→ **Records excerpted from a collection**
■ ■ ■ ■ ■ ■ ■
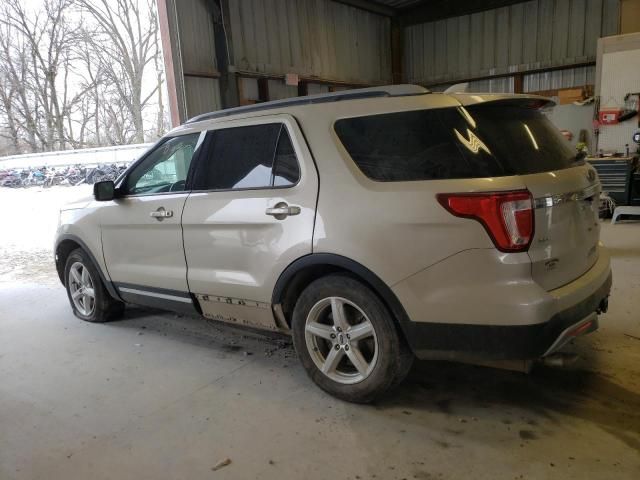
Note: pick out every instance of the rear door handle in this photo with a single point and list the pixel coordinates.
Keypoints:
(281, 211)
(161, 214)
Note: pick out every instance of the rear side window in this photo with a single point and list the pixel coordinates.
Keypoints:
(257, 156)
(454, 143)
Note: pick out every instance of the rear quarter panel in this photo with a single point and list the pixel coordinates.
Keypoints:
(395, 229)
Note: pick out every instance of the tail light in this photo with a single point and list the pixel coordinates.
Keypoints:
(506, 216)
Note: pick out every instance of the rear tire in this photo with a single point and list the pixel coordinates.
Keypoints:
(347, 340)
(89, 299)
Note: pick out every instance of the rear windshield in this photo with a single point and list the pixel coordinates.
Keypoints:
(489, 140)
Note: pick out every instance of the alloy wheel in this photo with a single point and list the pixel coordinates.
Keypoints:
(341, 340)
(81, 289)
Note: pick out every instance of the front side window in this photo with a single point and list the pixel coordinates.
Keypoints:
(490, 140)
(257, 156)
(165, 169)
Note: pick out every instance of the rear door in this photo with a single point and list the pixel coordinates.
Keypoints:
(251, 213)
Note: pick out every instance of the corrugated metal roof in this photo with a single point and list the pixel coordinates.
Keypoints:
(530, 35)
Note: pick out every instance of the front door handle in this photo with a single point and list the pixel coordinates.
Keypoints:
(281, 211)
(161, 214)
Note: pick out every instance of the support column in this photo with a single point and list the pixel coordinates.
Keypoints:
(397, 46)
(229, 95)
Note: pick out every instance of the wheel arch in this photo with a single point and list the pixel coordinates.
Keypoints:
(301, 272)
(66, 244)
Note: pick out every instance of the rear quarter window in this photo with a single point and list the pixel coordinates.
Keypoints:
(451, 143)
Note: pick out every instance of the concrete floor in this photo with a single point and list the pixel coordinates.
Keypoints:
(157, 396)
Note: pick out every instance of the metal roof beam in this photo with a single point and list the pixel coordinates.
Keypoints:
(370, 6)
(439, 9)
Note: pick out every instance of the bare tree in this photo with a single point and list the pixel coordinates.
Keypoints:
(37, 53)
(76, 73)
(126, 44)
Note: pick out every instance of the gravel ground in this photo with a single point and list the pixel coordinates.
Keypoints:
(158, 395)
(30, 219)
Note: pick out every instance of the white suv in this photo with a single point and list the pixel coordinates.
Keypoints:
(373, 225)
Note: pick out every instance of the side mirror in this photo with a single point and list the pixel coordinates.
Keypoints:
(104, 191)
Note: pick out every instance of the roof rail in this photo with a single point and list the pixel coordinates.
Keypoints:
(355, 94)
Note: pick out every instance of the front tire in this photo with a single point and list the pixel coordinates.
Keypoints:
(89, 299)
(347, 340)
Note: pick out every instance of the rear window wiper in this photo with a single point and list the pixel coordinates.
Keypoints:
(580, 156)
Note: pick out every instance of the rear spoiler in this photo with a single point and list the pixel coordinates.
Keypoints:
(536, 102)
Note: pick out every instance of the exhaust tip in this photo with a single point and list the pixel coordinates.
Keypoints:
(560, 359)
(604, 305)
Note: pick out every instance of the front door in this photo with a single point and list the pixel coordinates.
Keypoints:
(141, 232)
(251, 213)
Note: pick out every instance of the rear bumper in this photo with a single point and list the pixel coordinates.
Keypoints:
(562, 314)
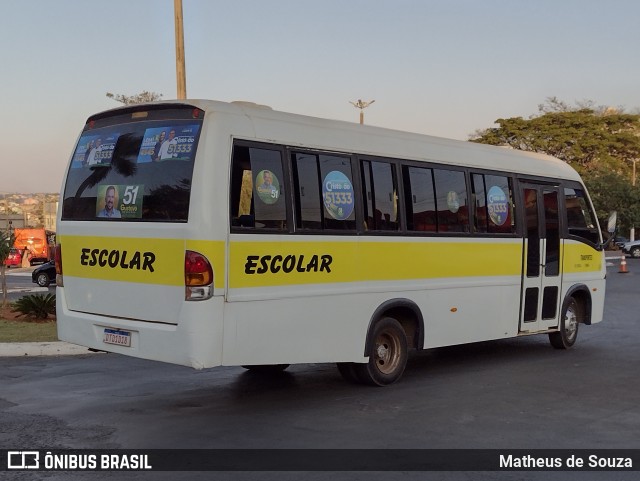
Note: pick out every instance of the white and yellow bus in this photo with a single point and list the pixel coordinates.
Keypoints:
(204, 233)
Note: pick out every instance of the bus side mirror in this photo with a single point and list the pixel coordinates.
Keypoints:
(611, 229)
(611, 224)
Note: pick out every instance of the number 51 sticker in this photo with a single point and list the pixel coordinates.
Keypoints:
(131, 201)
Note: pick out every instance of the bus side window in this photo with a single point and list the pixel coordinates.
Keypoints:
(380, 196)
(451, 200)
(257, 189)
(420, 199)
(493, 204)
(324, 193)
(579, 214)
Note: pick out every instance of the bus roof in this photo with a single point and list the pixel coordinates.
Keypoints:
(297, 130)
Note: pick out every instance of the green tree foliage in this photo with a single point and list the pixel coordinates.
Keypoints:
(600, 143)
(140, 98)
(6, 243)
(612, 191)
(36, 306)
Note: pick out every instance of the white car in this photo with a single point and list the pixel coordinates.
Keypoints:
(632, 248)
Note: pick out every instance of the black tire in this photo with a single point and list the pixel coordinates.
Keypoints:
(572, 314)
(388, 354)
(42, 280)
(266, 368)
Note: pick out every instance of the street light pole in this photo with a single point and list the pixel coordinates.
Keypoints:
(361, 104)
(181, 76)
(632, 233)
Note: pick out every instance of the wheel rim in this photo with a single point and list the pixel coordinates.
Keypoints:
(387, 352)
(571, 321)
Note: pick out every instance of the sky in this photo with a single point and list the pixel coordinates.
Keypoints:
(439, 67)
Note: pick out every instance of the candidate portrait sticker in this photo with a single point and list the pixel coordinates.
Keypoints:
(497, 205)
(337, 193)
(267, 187)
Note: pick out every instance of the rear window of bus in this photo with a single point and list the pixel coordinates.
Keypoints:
(134, 165)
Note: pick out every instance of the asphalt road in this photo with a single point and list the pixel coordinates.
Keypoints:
(512, 394)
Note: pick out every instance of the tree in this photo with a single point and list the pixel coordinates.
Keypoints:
(6, 243)
(142, 97)
(612, 191)
(601, 143)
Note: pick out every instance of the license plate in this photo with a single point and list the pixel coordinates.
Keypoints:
(117, 336)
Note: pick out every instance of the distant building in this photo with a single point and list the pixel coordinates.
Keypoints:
(16, 221)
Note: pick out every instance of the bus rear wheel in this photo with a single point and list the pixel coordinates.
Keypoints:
(388, 354)
(572, 312)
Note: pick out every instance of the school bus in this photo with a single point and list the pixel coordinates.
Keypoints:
(204, 233)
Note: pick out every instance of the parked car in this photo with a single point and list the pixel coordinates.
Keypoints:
(632, 248)
(620, 241)
(45, 274)
(14, 259)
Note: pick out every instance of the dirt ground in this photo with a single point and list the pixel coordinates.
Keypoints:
(5, 313)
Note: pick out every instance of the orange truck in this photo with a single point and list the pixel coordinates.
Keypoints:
(38, 245)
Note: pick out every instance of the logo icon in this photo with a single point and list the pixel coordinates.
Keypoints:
■ ■ ■ ■ ■ ■ ■
→ **INSTRUCTIONS FOR THE TASK**
How many lines in the entries above include the string "rear"? Give only the number.

→ **RESPONSE TO THE EXERCISE**
12